• Work to be completed:
Count how many lines in the records below contain the word "tree", and reply with that number alone.

• Source records:
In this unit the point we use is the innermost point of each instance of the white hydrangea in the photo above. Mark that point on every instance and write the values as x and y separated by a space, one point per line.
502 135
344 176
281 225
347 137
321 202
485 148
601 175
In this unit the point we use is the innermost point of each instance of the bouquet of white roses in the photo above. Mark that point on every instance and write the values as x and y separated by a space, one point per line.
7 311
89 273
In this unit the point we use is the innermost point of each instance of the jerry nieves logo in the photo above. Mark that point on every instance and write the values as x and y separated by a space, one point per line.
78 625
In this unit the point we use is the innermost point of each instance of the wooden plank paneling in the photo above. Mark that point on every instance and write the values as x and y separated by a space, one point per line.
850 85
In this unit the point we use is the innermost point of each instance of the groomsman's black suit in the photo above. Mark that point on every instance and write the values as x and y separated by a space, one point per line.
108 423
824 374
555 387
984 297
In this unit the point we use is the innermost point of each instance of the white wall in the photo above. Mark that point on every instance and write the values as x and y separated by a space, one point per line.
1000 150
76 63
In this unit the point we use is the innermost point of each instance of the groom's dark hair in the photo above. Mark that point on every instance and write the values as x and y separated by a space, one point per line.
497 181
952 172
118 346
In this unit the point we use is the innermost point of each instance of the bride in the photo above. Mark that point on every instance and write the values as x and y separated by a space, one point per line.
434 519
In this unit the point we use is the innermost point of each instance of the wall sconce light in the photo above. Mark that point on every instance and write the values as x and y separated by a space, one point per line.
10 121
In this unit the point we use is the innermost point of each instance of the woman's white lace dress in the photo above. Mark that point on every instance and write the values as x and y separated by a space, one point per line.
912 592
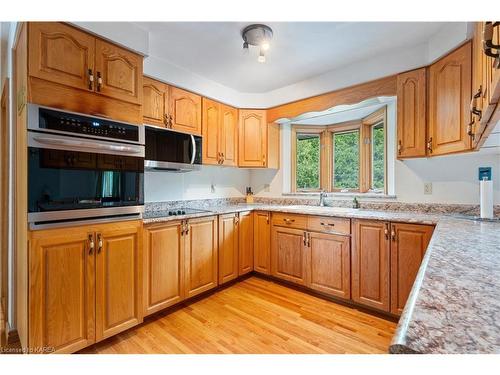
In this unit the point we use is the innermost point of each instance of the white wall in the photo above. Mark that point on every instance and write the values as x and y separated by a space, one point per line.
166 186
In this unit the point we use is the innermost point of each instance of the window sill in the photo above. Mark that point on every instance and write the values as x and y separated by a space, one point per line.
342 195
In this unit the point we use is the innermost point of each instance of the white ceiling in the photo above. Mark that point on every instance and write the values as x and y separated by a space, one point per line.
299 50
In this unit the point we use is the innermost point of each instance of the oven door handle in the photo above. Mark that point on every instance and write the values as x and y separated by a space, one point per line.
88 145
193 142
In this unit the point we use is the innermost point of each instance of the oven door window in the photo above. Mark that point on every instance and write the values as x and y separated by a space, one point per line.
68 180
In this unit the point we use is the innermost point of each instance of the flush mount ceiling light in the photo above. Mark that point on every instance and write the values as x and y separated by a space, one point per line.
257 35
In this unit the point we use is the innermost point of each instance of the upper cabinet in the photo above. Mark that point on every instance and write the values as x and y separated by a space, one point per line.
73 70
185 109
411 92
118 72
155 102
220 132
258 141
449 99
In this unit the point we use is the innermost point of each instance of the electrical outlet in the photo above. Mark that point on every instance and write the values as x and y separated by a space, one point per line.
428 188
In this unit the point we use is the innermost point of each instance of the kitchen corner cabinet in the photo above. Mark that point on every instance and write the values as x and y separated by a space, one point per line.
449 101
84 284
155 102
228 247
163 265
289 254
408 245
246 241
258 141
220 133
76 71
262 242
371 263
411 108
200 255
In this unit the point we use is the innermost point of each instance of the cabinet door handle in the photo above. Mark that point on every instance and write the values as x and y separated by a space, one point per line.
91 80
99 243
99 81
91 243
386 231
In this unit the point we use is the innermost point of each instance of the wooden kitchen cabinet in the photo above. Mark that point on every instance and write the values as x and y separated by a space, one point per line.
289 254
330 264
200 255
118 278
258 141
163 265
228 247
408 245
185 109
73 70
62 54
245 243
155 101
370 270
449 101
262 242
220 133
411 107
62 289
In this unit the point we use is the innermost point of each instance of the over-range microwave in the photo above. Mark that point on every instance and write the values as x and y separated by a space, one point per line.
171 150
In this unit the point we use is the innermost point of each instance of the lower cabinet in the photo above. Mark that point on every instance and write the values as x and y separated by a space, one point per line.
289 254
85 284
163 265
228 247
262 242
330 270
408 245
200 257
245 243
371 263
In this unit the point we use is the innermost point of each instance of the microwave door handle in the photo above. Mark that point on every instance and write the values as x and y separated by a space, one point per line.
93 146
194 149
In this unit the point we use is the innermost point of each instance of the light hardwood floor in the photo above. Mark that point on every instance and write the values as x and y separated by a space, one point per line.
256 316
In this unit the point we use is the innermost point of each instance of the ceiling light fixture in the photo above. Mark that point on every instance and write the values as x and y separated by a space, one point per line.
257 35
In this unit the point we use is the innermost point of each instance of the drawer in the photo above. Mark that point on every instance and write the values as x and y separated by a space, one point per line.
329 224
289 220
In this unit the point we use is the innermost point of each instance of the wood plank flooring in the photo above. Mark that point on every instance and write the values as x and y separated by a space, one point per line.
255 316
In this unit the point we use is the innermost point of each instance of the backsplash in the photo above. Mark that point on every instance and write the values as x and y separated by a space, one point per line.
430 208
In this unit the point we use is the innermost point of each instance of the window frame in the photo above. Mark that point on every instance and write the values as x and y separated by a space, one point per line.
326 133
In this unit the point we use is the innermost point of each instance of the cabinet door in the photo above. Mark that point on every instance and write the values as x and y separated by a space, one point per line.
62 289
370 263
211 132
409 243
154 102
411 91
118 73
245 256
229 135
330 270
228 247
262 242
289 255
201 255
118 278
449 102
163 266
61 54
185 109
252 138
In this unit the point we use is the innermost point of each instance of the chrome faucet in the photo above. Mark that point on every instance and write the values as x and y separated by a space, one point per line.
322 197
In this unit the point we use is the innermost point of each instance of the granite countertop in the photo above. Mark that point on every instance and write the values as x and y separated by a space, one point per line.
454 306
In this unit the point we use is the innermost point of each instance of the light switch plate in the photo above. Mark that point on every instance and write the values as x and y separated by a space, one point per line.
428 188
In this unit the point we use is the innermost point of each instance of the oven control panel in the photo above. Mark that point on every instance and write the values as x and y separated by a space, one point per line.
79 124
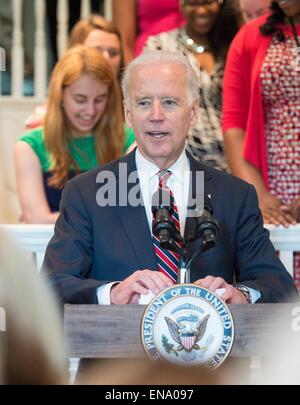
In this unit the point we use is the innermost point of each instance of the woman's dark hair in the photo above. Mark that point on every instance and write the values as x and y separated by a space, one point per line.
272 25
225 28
--
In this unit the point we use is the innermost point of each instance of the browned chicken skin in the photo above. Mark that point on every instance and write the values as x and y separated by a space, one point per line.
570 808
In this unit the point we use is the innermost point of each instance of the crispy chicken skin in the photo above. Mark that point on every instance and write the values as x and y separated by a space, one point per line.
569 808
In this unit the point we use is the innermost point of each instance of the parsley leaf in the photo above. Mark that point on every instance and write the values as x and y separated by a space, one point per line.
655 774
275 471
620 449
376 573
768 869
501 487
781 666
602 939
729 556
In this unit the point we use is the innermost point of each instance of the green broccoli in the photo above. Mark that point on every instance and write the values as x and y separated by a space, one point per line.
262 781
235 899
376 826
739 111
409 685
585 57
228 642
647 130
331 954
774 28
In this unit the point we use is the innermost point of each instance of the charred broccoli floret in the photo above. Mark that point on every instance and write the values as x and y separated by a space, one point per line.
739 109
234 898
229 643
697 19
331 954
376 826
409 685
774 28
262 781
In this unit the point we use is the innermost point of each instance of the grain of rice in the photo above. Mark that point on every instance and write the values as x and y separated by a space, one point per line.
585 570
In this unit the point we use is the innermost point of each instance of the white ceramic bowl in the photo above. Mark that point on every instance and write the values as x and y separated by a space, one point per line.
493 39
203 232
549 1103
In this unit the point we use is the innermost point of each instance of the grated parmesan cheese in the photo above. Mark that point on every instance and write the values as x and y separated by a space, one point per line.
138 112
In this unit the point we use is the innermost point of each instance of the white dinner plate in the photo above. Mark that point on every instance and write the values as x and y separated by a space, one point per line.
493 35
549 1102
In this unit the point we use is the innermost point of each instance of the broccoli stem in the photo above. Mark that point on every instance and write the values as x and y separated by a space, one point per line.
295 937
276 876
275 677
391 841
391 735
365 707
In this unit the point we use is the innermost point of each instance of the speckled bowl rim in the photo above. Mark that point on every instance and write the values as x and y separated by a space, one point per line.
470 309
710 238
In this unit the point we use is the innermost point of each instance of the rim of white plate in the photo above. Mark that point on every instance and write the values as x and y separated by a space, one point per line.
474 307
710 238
==
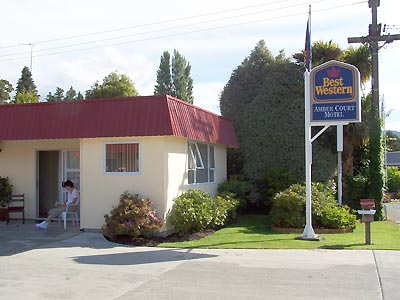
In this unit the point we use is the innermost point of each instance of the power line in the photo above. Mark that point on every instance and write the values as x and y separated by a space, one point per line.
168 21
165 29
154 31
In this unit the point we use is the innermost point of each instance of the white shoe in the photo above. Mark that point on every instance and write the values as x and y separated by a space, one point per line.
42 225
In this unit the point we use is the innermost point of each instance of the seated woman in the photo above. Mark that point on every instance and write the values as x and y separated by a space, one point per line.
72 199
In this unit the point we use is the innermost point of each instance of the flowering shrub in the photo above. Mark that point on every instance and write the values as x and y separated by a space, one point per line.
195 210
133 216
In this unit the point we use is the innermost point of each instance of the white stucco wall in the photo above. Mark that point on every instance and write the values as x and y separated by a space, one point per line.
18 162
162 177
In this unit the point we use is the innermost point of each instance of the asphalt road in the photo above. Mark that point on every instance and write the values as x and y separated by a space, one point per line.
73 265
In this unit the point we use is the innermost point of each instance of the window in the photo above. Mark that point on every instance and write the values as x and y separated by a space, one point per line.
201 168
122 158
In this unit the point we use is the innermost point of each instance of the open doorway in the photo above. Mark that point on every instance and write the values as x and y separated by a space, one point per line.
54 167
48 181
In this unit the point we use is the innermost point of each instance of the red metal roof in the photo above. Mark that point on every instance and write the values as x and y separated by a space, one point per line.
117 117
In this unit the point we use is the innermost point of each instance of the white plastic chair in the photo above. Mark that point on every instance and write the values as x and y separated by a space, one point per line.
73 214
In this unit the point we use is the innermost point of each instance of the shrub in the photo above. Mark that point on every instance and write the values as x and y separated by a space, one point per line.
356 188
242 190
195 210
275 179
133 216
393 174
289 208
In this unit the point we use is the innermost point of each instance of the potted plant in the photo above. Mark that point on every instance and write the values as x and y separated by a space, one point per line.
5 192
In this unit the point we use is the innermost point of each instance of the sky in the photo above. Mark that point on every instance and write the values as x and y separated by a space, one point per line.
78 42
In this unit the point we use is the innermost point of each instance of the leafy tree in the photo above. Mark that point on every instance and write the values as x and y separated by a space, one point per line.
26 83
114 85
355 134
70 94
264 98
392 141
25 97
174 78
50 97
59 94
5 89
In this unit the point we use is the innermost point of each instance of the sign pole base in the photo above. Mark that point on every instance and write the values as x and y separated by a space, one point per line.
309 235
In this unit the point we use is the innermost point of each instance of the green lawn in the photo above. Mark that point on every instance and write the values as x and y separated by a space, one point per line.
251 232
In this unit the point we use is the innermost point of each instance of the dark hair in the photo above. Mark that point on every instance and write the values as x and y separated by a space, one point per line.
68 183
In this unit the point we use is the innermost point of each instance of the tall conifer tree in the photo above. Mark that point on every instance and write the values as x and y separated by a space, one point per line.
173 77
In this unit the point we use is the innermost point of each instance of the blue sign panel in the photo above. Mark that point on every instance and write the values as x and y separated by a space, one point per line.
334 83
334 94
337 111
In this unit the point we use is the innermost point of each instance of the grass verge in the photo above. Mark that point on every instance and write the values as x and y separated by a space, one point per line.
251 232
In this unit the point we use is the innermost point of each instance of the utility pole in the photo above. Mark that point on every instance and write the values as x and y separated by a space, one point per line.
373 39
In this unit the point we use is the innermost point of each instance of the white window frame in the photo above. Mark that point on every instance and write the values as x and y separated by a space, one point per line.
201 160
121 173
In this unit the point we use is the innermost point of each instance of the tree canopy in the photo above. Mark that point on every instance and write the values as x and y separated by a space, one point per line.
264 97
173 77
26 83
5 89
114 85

• Finished answer:
3